• _EXERCISE DETAILS_: Count how many lines in the dataset entries below contain the word "bounding". Reply with the number alone.

Dataset entries:

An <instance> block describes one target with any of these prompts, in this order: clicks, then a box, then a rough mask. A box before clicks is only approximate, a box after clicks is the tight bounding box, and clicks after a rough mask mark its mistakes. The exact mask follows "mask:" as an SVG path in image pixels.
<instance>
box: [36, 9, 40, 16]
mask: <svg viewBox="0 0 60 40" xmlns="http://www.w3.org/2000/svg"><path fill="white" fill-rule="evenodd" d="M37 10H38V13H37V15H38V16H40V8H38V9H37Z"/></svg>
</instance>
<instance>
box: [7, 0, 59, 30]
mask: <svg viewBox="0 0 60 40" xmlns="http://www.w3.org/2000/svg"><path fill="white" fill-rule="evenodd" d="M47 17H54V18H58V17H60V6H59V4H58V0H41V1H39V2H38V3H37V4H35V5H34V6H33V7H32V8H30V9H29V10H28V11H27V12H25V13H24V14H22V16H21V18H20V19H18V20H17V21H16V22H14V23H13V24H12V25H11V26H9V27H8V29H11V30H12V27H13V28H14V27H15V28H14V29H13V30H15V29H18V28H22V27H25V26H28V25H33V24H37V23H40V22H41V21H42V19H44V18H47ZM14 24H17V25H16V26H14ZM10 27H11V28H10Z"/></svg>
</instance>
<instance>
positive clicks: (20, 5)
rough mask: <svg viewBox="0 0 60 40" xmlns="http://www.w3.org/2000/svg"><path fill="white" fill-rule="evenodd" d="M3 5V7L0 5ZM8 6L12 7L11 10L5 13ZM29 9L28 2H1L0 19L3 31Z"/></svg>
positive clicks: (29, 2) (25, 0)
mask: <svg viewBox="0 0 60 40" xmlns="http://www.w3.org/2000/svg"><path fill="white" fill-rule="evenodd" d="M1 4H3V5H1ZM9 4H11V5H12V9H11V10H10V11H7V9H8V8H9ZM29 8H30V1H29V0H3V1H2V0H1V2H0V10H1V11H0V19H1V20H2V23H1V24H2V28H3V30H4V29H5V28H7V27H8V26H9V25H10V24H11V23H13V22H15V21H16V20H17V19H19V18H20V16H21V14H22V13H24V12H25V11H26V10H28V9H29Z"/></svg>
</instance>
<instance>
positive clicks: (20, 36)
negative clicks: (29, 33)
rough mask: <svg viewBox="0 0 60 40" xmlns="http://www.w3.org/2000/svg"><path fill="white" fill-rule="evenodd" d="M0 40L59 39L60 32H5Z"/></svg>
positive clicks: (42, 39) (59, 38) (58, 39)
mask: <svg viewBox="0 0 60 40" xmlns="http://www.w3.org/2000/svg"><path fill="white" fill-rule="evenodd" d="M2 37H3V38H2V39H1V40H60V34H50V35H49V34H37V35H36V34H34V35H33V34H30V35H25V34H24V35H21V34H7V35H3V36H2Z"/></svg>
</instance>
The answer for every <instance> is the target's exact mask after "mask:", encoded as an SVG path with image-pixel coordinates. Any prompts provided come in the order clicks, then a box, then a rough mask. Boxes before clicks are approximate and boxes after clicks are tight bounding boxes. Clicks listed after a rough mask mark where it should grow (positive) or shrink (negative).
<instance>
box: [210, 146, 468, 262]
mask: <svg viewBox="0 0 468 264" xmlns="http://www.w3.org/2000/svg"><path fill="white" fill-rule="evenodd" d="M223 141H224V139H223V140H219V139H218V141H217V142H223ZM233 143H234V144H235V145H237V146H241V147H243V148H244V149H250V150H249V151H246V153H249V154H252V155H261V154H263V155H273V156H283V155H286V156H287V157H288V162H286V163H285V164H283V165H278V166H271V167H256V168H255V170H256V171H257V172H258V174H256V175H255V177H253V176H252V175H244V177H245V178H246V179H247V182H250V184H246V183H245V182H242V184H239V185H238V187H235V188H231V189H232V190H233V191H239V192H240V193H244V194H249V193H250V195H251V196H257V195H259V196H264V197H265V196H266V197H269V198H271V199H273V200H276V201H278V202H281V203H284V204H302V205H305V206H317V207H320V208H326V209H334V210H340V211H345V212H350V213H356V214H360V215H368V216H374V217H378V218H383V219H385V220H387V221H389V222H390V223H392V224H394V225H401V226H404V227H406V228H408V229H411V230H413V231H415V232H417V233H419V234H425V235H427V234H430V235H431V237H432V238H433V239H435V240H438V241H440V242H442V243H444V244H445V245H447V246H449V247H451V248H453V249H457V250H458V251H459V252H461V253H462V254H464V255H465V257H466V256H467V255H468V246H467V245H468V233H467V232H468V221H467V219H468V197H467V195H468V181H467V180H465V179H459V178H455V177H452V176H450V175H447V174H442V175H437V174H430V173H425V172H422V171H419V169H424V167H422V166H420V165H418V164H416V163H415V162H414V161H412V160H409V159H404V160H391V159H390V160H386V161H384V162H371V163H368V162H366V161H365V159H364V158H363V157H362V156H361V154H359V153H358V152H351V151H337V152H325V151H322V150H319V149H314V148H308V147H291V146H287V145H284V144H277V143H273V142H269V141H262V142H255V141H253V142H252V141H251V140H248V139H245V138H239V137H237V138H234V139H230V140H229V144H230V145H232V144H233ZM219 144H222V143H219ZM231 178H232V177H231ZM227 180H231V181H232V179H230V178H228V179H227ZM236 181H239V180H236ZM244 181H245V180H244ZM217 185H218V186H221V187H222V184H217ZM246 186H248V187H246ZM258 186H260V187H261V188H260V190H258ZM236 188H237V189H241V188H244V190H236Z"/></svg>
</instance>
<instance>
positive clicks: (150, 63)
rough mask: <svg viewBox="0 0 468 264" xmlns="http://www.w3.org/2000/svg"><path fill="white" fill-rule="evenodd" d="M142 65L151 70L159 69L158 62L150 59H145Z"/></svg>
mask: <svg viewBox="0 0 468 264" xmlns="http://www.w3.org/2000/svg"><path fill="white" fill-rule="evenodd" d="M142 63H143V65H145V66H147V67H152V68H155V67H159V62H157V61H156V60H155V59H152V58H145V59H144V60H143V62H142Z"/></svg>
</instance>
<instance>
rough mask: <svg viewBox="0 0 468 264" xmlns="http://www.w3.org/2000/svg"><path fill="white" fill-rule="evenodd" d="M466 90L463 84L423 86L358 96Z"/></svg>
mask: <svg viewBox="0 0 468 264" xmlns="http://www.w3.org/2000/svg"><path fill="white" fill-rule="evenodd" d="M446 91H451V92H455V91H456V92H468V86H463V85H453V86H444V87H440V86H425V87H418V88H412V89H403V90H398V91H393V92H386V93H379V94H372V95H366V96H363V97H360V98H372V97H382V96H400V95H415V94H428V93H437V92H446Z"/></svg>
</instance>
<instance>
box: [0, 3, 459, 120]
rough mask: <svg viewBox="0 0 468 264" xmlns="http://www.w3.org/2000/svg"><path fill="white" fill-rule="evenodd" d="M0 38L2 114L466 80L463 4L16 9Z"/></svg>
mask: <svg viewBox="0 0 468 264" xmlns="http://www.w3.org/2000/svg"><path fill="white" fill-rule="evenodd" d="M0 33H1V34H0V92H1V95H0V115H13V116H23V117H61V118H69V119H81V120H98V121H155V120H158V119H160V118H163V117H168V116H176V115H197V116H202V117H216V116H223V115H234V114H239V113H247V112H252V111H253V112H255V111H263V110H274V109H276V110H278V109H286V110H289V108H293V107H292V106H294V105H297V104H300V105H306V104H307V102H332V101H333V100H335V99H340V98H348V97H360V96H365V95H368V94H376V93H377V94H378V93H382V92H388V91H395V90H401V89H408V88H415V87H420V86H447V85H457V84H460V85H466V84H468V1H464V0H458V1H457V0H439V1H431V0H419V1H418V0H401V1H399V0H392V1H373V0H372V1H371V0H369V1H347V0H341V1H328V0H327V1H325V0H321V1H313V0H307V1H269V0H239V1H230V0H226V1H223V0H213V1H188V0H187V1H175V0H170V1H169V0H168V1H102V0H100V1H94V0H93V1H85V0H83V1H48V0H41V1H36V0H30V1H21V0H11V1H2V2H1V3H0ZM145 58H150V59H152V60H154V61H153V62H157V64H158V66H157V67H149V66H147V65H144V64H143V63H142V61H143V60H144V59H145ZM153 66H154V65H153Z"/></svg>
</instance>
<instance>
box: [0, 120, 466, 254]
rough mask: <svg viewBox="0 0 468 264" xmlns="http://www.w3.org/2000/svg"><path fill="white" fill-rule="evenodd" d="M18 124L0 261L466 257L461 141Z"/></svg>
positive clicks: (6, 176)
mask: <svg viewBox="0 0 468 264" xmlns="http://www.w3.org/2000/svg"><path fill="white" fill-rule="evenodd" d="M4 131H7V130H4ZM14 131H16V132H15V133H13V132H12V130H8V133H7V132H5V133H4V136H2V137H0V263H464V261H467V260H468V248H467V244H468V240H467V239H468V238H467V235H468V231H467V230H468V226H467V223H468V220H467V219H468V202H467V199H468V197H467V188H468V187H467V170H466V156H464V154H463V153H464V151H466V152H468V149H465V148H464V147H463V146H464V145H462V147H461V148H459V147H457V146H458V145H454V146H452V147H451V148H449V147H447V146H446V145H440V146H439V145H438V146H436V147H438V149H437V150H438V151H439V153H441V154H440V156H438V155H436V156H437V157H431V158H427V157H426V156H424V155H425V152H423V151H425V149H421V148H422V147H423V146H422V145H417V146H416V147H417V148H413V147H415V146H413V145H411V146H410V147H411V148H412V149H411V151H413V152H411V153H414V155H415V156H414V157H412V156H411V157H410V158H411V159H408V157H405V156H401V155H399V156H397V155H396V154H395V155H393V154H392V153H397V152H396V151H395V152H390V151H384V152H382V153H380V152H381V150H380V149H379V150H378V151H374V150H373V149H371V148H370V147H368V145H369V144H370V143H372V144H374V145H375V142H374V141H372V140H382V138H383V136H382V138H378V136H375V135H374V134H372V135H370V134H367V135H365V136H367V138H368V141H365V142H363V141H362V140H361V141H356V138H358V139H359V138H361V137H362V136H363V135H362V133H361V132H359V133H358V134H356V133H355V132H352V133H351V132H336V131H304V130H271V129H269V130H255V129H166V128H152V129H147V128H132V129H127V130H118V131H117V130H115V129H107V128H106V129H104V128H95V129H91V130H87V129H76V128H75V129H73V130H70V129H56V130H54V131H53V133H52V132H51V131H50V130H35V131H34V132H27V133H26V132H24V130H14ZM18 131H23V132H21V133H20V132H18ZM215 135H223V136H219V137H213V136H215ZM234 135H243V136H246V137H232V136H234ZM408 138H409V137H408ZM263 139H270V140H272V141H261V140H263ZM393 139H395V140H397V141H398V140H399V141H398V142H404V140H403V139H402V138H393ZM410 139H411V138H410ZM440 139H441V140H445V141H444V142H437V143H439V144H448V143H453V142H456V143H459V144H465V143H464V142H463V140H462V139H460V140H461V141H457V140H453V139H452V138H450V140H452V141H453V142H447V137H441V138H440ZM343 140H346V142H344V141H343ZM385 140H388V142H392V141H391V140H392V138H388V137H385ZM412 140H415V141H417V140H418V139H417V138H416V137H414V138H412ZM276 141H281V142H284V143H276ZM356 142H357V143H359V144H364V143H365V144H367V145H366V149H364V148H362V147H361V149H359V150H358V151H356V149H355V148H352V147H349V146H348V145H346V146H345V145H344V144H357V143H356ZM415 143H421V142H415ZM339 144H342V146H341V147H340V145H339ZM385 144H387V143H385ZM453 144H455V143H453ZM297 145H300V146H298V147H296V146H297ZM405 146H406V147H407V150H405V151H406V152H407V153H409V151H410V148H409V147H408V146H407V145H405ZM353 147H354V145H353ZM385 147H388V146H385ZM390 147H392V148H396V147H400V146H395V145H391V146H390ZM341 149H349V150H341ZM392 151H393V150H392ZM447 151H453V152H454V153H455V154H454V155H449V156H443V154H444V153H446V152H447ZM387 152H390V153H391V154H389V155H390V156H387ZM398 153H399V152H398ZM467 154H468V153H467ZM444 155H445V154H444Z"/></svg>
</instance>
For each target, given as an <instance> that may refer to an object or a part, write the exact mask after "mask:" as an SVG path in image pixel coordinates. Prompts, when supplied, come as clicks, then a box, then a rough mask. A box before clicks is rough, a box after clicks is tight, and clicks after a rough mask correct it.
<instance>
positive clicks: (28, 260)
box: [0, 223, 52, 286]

• _ANSWER_: 2